**EXTRAIT DU DOCUMENT**
····················
Wells n'était pas le premier à décrire une guerre interplanétaire. En l'an 180, le Grec Lucien de Samosate, dans son Histoire véritable, évoquait la lutte entre les Luniens et les Solaires. Quant aux extra-terrestres minimisant l'intelligence et les pouvoirs de l'homme, Voltaire les avait imaginés dans son Micromégas. Non : l'originalité incontestable et la puissance évocatrice du roman de Wells résident dans bien d'autres facteurs, notamment dans sa crédibilité.
Jusqu'à Wells, personne ne croyait vraiment à l'existence d'extra-terrestres. Les utopistes les dépeignaient avec les couleurs de la fantaisie et de l'imaginaire. Mais avec l'essor industriel, la vie sur Mars devint une éventualité scientifique. Le directeur de l'observatoire de Milan, Schiaparelli, déclara en 1892 déceler la présence de canaux rectilignes sur la planète rouge. Se ralliant à ses thèses, Flammarion publia son ouvrage : "Mars et ses conditions d'habitabilité". En 1893 et 1894, les astronomes Lowell, Douglass, Pickering et Slipher contribuèrent à dresser la carte complète d'un . réseau hydrographique martien " imaginaire" - il se révéla quelques dizaines d'années plus tard le fruit d'illusions d'optique dues à la mauvaise qualité des lentilles des instruments.
····················
**ENTRÉES**

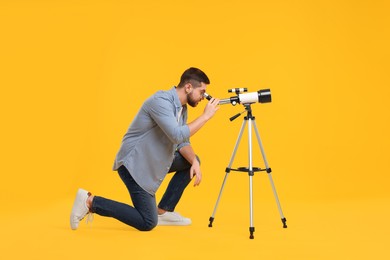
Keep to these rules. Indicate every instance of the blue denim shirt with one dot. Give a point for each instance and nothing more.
(149, 145)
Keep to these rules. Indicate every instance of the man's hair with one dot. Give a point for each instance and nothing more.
(193, 74)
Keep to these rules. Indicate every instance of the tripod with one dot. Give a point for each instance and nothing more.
(250, 119)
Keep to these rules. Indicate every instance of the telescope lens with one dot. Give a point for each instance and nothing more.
(264, 95)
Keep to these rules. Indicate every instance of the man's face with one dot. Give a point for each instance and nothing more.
(196, 95)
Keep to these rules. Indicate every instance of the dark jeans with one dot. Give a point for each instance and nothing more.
(143, 214)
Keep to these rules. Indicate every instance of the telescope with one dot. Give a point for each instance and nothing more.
(261, 96)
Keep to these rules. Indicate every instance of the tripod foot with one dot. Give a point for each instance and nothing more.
(284, 222)
(211, 219)
(251, 230)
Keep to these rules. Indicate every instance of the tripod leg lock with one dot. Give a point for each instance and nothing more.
(251, 230)
(211, 219)
(284, 222)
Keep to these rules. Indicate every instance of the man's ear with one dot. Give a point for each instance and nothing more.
(188, 88)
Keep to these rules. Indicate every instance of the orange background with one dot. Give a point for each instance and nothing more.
(74, 73)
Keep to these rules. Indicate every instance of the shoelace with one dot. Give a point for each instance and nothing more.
(89, 217)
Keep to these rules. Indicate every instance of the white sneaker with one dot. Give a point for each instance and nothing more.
(79, 209)
(173, 219)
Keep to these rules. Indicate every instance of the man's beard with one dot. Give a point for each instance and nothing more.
(191, 101)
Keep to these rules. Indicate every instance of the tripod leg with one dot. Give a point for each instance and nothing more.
(250, 173)
(211, 219)
(270, 176)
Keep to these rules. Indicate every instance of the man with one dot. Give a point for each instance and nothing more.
(157, 142)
····················
**À FAIRE**
Rédigez la suite de l'extrait sur le roman de Wells et la croyance en une vie martienne, en partant de sa dernière phrase. Les entrées forment un matériau à part, indépendant de l'extrait.

**EXERCICE CORRIGÉ**
Mais l'idée était dans l'air ; les scientifiques comme les lecteurs étaient préparés à l'hypothèse d'une vie intelligente sur Mars, vie adaptée aux conditions astronomiques et climatiques particulières déjà connues ou pressenties à la fin du XIXe siècle : densité faible, atmosphère raréfiée, eau presque inexistante... Connaissant ces facteurs scientifiques, se servant des récentes doctrines évolutionnistes, Wells faisait des Martiens des êtres semblables à ce que l'homme (aux yeux de la science de l'époque) aurait pu devenir dans quelques millions d'années : des individus essentiellement dotés d'un cerveau et de mains, dénués de cheveux, de nez, de dents, d'oreilles, de menton, de sexe, privés aussi du " besoin de dormir " et des " émotions tumultueuses " propres aux hommes contemporains.
Mais venant à l'appui de cette crédibilité scientifique seulement accessible au lecteur averti, c'est la vraisemblance romanesque qui allait constituer la vraie force de La Guerre des mondes, illustrant mieux qu'avec n'importe quel autre ouvrage la définition de la science-fiction suggérée par Michel Butor, . un fantastique ancré dans un réalisme .. Ce qui est proposé au lecteur n'est pas un roman, mais un véritable journal (l'auteur, qui ne révèle jamais son nom, écrit à la première personne) émaillé de mille détails quotidiens qui renforcent l'aspect vécu de l'histoire.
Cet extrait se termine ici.